Lost In the Seas
Senior Don Juan
I am a 16 year's old student, althouth you may consider me too young to actually go on the internet seraching for dating tips, i am deeply troubled here.
Although i have this young, baby face look (some think of me as too immature look), medium build and a bright personality, i never actually feel specifically attracted to a girl in any emotional way althgough many of my friends say i can pick up most girls with my look and characteristcs. Well, that is, until a week ago. I met this girl a bit younger than me named Vicky. I first saw her and i knew she's different.
I got her MSN, chatted and knew her better, and found her aside from her absolutly gorgerous look and interesting personalities, she has an amazing number of similarities with me. We both share a similar pain from our disastrous families, have issues in school and other things that i can really relate to from her.
We met for the first time last Saturday. It was virtually my first time going out with a girl i have real feelings to, but it went surprisingly well. We walked in the park with great sceneries, talked just about everything, from friends, the world, to music etc. Then at night i went to her apartment's park and talked more. That day she even suggested to come over to my house and stay for the night because my mom was out and she hated her dad which mistreated her mother. But i had great concerns of her deciding to stay at stranger's house too easily, although i knew i would not harm her in anyway at my house, i was affraid that she would do the same with the other guys she will meet in the future. So i persuaded her not to come.

- _What to produce_
Print the post word for word, from "Although i have" to "knew she's different.". The items that come next have nothing to do with the post.

- _Records supplied_

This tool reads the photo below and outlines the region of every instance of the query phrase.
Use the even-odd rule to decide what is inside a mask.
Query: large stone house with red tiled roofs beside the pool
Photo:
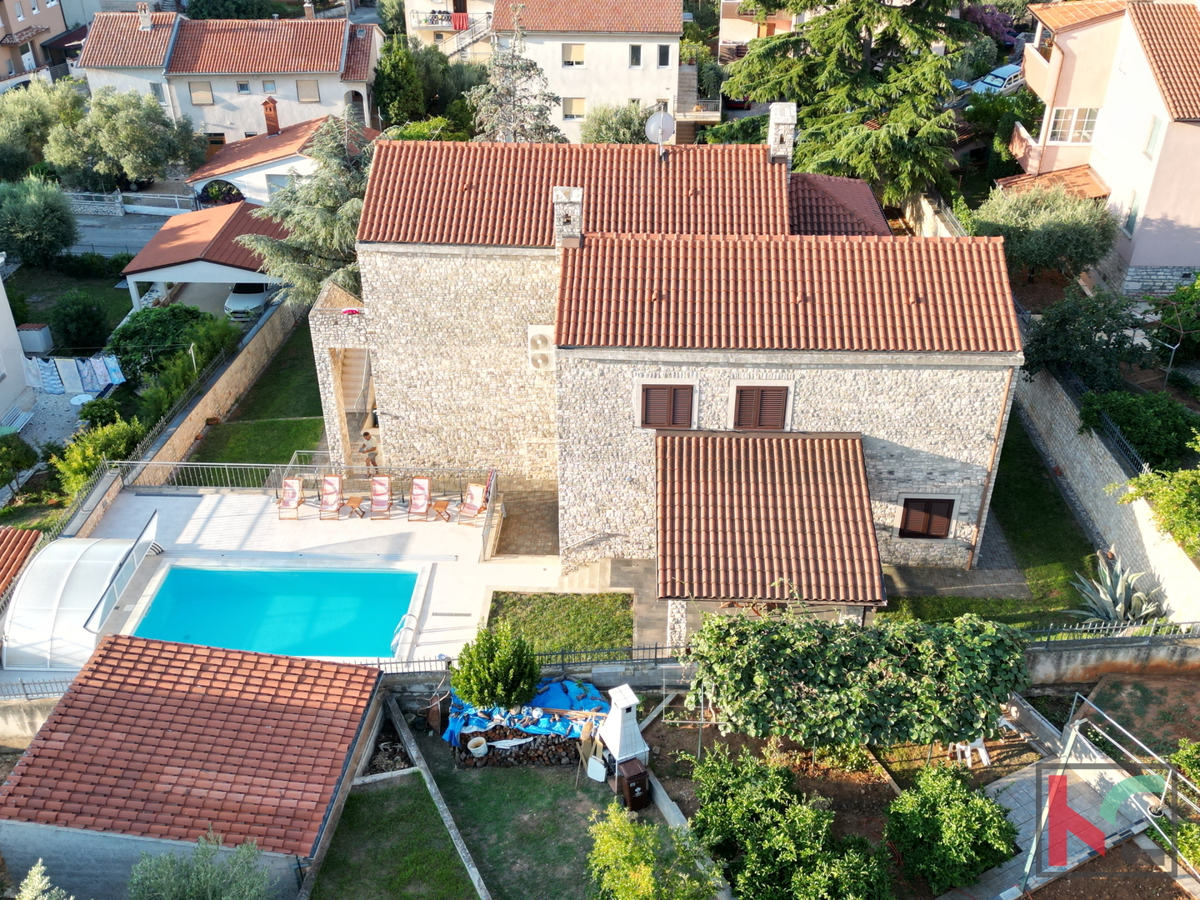
[[[842,479],[834,520],[781,509],[773,540],[805,522],[842,534],[836,517],[858,523],[848,510],[869,492],[874,534],[854,571],[872,553],[970,565],[1022,360],[1003,246],[889,236],[862,182],[790,174],[794,108],[772,116],[769,148],[665,158],[647,145],[379,144],[364,296],[331,294],[310,317],[334,458],[350,457],[348,398],[373,396],[384,464],[553,480],[565,568],[662,564],[667,509],[691,488],[656,468],[658,432],[824,434],[864,461],[852,479],[848,463],[822,476]],[[362,371],[367,389],[343,382]],[[823,445],[784,446],[803,467]],[[782,473],[756,482],[762,472],[739,470],[724,503],[751,515],[793,490]],[[746,558],[761,536],[739,539]],[[787,565],[763,571],[817,590],[788,546]],[[881,599],[856,583],[821,599]]]

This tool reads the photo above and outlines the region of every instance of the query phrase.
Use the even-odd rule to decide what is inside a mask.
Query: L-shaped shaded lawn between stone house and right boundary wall
[[[1061,611],[1079,605],[1070,580],[1076,571],[1094,571],[1096,552],[1016,415],[1008,424],[991,508],[1033,600],[902,596],[888,600],[884,618],[949,619],[973,612],[1021,628],[1078,623]]]

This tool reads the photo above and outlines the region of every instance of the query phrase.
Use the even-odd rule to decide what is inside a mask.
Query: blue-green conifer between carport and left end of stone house
[[[372,150],[353,118],[330,116],[306,151],[317,162],[316,170],[289,180],[254,214],[278,222],[288,234],[238,239],[263,257],[264,269],[287,286],[289,298],[312,302],[326,281],[361,294],[354,240]]]

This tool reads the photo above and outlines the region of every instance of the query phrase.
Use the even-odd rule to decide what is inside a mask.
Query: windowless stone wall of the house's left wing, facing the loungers
[[[556,251],[391,245],[359,248],[362,311],[312,316],[335,460],[341,396],[331,350],[366,347],[384,466],[558,472],[554,374],[528,361],[528,326],[554,320]]]

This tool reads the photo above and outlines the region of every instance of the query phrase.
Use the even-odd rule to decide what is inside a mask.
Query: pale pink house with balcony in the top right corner
[[[1106,197],[1121,218],[1100,265],[1127,293],[1168,293],[1200,274],[1200,8],[1081,0],[1034,4],[1030,89],[1046,104],[1037,139],[1013,149],[1027,175]],[[1019,179],[1018,188],[1030,184]]]

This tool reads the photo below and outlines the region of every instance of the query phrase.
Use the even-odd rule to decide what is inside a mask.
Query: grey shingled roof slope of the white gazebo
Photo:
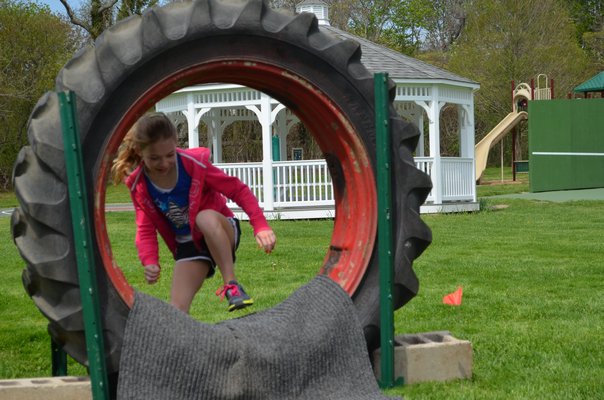
[[[480,85],[470,79],[456,75],[442,68],[435,67],[418,59],[406,56],[370,40],[350,34],[333,26],[321,26],[339,37],[351,39],[361,45],[361,61],[370,72],[387,72],[393,80],[409,81],[451,81],[463,86],[478,88]]]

- _Response for this exercise_
Although i have this young, baby face look (some think of me as too immature look), medium build and a bright personality, i never actually feel specifically attracted to a girl in any emotional way althgough many of my friends say i can pick up most girls with my look and characteristcs. Well, that is, until a week ago. I met this girl a bit younger than me named Vicky. I first saw her and i knew she's different.